#### [Information shown]
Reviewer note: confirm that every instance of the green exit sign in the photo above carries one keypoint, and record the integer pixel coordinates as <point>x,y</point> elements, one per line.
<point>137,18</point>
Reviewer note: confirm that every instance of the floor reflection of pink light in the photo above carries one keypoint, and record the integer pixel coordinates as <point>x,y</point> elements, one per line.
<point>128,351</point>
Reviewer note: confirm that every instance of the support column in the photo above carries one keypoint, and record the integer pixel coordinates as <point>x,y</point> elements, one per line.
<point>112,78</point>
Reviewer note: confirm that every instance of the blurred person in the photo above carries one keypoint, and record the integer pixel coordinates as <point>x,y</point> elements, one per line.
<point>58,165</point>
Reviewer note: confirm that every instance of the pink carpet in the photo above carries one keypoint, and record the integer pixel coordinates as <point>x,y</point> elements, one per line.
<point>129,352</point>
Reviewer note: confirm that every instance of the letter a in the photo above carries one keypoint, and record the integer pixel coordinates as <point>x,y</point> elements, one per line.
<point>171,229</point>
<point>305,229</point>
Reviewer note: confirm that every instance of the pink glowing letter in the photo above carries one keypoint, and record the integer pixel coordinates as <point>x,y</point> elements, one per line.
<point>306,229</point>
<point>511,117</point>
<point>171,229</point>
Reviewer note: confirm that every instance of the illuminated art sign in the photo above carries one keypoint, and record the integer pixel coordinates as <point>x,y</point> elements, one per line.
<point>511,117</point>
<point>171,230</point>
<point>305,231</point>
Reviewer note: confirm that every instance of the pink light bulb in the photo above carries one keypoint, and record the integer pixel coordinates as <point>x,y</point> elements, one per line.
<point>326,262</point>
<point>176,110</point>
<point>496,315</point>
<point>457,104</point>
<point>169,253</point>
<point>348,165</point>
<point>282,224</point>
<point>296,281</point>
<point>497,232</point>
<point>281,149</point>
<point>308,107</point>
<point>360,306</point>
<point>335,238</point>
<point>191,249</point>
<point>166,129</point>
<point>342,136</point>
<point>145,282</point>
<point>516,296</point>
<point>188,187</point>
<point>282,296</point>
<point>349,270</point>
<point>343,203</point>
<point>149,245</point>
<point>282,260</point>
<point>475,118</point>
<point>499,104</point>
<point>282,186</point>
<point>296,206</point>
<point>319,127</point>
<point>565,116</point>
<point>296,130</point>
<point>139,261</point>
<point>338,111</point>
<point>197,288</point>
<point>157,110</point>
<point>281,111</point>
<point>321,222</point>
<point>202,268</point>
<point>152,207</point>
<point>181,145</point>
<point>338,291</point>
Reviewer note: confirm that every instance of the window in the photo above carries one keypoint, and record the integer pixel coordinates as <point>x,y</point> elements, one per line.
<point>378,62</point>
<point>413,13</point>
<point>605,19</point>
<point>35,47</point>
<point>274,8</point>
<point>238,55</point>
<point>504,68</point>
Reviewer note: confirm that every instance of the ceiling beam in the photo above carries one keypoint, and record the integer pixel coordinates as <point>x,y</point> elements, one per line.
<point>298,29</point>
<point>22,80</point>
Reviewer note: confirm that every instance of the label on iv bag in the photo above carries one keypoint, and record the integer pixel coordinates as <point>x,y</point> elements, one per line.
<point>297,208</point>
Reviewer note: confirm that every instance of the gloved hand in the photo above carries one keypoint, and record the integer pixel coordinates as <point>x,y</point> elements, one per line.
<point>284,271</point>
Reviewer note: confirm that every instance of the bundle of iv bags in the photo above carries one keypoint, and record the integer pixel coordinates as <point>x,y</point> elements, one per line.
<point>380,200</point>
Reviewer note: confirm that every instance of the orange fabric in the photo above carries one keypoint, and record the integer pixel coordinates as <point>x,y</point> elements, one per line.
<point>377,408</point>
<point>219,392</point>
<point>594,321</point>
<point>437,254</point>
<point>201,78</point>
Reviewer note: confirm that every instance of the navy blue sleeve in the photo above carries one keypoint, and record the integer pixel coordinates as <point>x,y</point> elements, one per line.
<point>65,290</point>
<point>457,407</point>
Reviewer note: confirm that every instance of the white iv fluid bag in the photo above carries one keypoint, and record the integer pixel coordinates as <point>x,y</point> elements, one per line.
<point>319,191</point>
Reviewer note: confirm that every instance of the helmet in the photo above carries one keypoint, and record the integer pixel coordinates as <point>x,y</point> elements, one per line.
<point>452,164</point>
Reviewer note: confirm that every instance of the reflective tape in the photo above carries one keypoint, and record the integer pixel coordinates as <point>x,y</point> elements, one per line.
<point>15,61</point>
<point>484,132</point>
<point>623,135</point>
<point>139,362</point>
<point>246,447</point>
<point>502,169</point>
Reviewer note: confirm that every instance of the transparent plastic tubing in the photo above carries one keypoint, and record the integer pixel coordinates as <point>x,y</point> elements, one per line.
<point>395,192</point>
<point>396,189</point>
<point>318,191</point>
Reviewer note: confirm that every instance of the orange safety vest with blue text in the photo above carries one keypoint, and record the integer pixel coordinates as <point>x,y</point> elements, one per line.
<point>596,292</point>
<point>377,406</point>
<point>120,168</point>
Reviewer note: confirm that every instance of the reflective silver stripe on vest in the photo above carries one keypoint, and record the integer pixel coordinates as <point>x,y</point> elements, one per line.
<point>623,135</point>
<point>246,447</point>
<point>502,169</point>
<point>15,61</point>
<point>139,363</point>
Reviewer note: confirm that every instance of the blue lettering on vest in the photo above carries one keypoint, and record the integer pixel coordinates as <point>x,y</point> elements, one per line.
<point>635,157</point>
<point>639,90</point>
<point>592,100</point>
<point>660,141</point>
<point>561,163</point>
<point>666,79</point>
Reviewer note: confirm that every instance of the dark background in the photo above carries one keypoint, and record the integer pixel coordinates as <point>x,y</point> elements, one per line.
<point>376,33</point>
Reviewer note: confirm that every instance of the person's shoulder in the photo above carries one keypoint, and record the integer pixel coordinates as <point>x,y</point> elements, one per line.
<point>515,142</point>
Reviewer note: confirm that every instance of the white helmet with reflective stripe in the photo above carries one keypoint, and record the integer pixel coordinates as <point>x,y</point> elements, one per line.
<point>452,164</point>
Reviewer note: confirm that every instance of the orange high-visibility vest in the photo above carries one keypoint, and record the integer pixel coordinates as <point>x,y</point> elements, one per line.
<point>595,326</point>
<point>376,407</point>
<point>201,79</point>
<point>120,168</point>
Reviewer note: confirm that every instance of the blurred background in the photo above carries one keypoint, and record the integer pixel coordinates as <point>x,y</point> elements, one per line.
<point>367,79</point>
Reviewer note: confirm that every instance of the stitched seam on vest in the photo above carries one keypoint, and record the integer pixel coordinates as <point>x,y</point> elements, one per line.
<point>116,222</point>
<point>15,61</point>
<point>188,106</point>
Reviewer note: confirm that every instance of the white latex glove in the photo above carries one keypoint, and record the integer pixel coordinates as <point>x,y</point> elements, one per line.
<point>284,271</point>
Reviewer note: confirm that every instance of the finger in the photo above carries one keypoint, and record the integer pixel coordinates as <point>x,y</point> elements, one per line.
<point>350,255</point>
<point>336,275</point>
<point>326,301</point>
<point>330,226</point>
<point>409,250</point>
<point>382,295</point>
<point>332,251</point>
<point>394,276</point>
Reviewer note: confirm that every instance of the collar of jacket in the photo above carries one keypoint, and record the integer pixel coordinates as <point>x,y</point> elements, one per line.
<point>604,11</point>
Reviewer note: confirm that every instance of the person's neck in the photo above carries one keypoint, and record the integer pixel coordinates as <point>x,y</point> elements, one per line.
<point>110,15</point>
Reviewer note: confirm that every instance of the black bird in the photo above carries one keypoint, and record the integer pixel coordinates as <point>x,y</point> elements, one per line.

#### [The request]
Convert all of the material above into a numbered list, leaving out any blank lines.

#### [Solution to this task]
1. Reviewer note: confirm that every instance of the green exit sign in the photo above carries one keypoint, and record the integer pixel coordinates as <point>x,y</point> elements, one per line.
2. <point>137,18</point>
3. Reviewer note: confirm that every instance of the floor reflection of pink light in the photo above carries one keypoint, and record the integer pixel coordinates as <point>x,y</point> elements, one per line.
4. <point>128,351</point>
5. Reviewer note: confirm that every instance of the support column in the photo above carries one keypoint, and record the integer pixel coordinates as <point>x,y</point> elements, one per line.
6. <point>112,78</point>
7. Reviewer note: confirm that every instance of the blurred person in the photo above carries one keypoint, and record the integer pixel coordinates as <point>x,y</point> elements, one per line.
8. <point>58,165</point>
9. Reviewer note: confirm that every instance of the pink carpet in the photo above carries one keypoint, and record the integer pixel coordinates as <point>x,y</point> elements, one per line.
10. <point>129,352</point>
11. Reviewer note: confirm that every instance of the letter a in the photo above carries one keypoint, and record the integer pixel coordinates as <point>x,y</point> elements, one per line.
12. <point>171,229</point>
13. <point>305,229</point>
14. Reviewer note: confirm that every instance of the pink glowing letter in the photo above carries one keypoint, and record the integer pixel coordinates as <point>x,y</point> elements, one per line.
15. <point>306,229</point>
16. <point>511,117</point>
17. <point>171,229</point>
18. Reviewer note: confirm that every instance of the illuminated art sign in the photo above carries one keypoint, and record the integer pixel coordinates as <point>x,y</point> elements, one per line.
19. <point>511,117</point>
20. <point>171,230</point>
21. <point>305,231</point>
22. Reviewer note: confirm that every instance of the pink light bulb in the photo above carries one keypoint, and record the integer pixel coordinates as <point>x,y</point> elements, one per line.
23. <point>326,262</point>
24. <point>176,110</point>
25. <point>496,315</point>
26. <point>457,104</point>
27. <point>169,253</point>
28. <point>348,165</point>
29. <point>282,224</point>
30. <point>296,281</point>
31. <point>497,232</point>
32. <point>281,149</point>
33. <point>308,107</point>
34. <point>360,306</point>
35. <point>335,238</point>
36. <point>191,249</point>
37. <point>166,129</point>
38. <point>342,136</point>
39. <point>145,282</point>
40. <point>516,296</point>
41. <point>188,187</point>
42. <point>282,296</point>
43. <point>349,270</point>
44. <point>343,203</point>
45. <point>149,245</point>
46. <point>282,260</point>
47. <point>475,118</point>
48. <point>499,104</point>
49. <point>282,186</point>
50. <point>296,206</point>
51. <point>319,127</point>
52. <point>565,116</point>
53. <point>296,130</point>
54. <point>139,261</point>
55. <point>338,111</point>
56. <point>197,288</point>
57. <point>157,110</point>
58. <point>281,111</point>
59. <point>321,222</point>
60. <point>202,268</point>
61. <point>152,207</point>
62. <point>181,145</point>
63. <point>338,291</point>
64. Reviewer note: confirm that every instance of the window in the photo above carries one keypoint, and record the integer pixel coordinates as <point>x,y</point> elements, one per line.
65. <point>378,62</point>
66. <point>413,13</point>
67. <point>605,19</point>
68. <point>35,47</point>
69. <point>274,8</point>
70. <point>238,55</point>
71. <point>504,68</point>
72. Reviewer note: confirm that every instance of the ceiling beam in the photo above carries one keypoint, and record the integer pixel coordinates as <point>x,y</point> elements, one per line.
73. <point>298,29</point>
74. <point>22,80</point>
75. Reviewer note: confirm that every instance of the label on iv bag in the photo above carries one keypoint, and record the integer pixel coordinates as <point>x,y</point> elements, one per line.
76. <point>297,208</point>
77. Reviewer note: confirm that every instance of the gloved hand in the photo above carries one keypoint, and record the integer pixel coordinates as <point>x,y</point> elements, one per line.
78. <point>284,271</point>
79. Reviewer note: confirm that every instance of the bundle of iv bags in the photo above carries one keypoint, and record the integer pixel coordinates as <point>x,y</point> elements, one per line.
80. <point>380,200</point>
81. Reviewer note: confirm that every instance of the orange fabric in the photo above carries one keypoint, and record the integer pixel coordinates as <point>x,y</point> elements, one per line.
82. <point>377,408</point>
83. <point>219,392</point>
84. <point>594,321</point>
85. <point>437,254</point>
86. <point>201,78</point>
87. Reviewer note: confirm that every instance of the navy blue sleeve in the photo above carries one keypoint, and record the integer pixel coordinates as <point>x,y</point> elements, one per line.
88. <point>65,290</point>
89. <point>457,407</point>
90. Reviewer note: confirm that every instance of the white iv fluid bag in the photo above carries one keypoint, and record the integer pixel coordinates as <point>x,y</point> elements, one per line.
91. <point>319,191</point>
92. Reviewer note: confirm that every instance of the helmet in the photo above carries one keypoint, and record the integer pixel coordinates as <point>x,y</point> elements, one per line.
93. <point>452,164</point>
94. Reviewer note: confirm that every instance of the reflective tape in the photo above carries one keypoint, and record the integer pixel coordinates as <point>x,y</point> elements, one per line.
95. <point>15,61</point>
96. <point>484,132</point>
97. <point>623,135</point>
98. <point>139,362</point>
99. <point>246,447</point>
100. <point>502,169</point>
101. Reviewer note: confirm that every instance of the transparent plastic tubing in the photo above carries one keypoint, and record the integer pixel coordinates as <point>x,y</point> elements, one per line.
102. <point>395,192</point>
103. <point>396,189</point>
104. <point>318,191</point>
105. Reviewer note: confirm that every instance of the orange safety vest with blue text in the photo above carries one keypoint, and record the integer pixel coordinates as <point>x,y</point> elements, one per line.
106. <point>596,292</point>
107. <point>377,406</point>
108. <point>120,168</point>
109. Reviewer note: confirm that every instance of the reflective silver stripe on vest in the photo above carries one keypoint, and record the integer pixel coordinates as <point>x,y</point> elements, one per line.
110. <point>623,135</point>
111. <point>246,447</point>
112. <point>502,169</point>
113. <point>15,61</point>
114. <point>139,363</point>
115. Reviewer note: confirm that every instance of the blue lettering on vest in the photo above carries one keypoint, and record the integer pixel coordinates as <point>x,y</point> elements, one per line.
116. <point>635,157</point>
117. <point>639,90</point>
118. <point>592,100</point>
119. <point>660,141</point>
120. <point>561,163</point>
121. <point>666,79</point>
122. Reviewer note: confirm that every instance of the dark background in the photo above carries one keypoint, and record the integer pixel coordinates as <point>x,y</point> elements, one per line.
123. <point>376,33</point>
124. Reviewer note: confirm that every instance of the person's shoulder in the photo above carries one keypoint, and record the integer pixel coordinates as <point>x,y</point> elements, one per line.
125. <point>515,142</point>
126. Reviewer note: confirm that every instance of the white helmet with reflective stripe in the photo above carries one keypoint, and record the integer pixel coordinates as <point>x,y</point> elements, one per line.
127. <point>452,164</point>
128. Reviewer note: confirm that every instance of the orange high-visibility vest in the photo above carries one keypoint, and record the integer pixel coordinates as <point>x,y</point> elements, one per line.
129. <point>595,326</point>
130. <point>376,407</point>
131. <point>201,79</point>
132. <point>120,168</point>
133. Reviewer note: confirm that every instance of the blurred background in the photo above carries one keypoint, and record the integer pixel coordinates as <point>x,y</point> elements, one per line.
134. <point>367,79</point>
135. Reviewer note: confirm that every instance of the stitched seam on vest in the photo above carries one keypoint, and record the integer pixel coordinates as <point>x,y</point> elements, one per line.
136. <point>116,222</point>
137. <point>15,61</point>
138. <point>188,106</point>
139. Reviewer note: confirm that every instance of the white latex glove in the photo above carries one keypoint, and record the integer pixel coordinates as <point>x,y</point> elements, one per line.
140. <point>284,271</point>
141. Reviewer note: confirm that every instance of the finger in the photo above carries one keypoint, and record the integer pixel coordinates as <point>x,y</point> elements, one per line.
142. <point>350,255</point>
143. <point>336,275</point>
144. <point>326,301</point>
145. <point>330,226</point>
146. <point>409,250</point>
147. <point>382,295</point>
148. <point>332,251</point>
149. <point>394,276</point>
150. Reviewer note: confirm that every instance of the collar of jacket in the photo above carries one keypoint, and record the integer pixel coordinates as <point>x,y</point> elements, one per line.
151. <point>604,11</point>
152. Reviewer note: confirm that every instance of the person's neck in the photo above carries one keypoint, and record the integer pixel coordinates as <point>x,y</point> elements, one per line.
153. <point>110,15</point>
154. Reviewer note: confirm that every instance of the black bird in the photo above carries one keypoint, and record the integer pixel coordinates as <point>x,y</point> elements, one per line.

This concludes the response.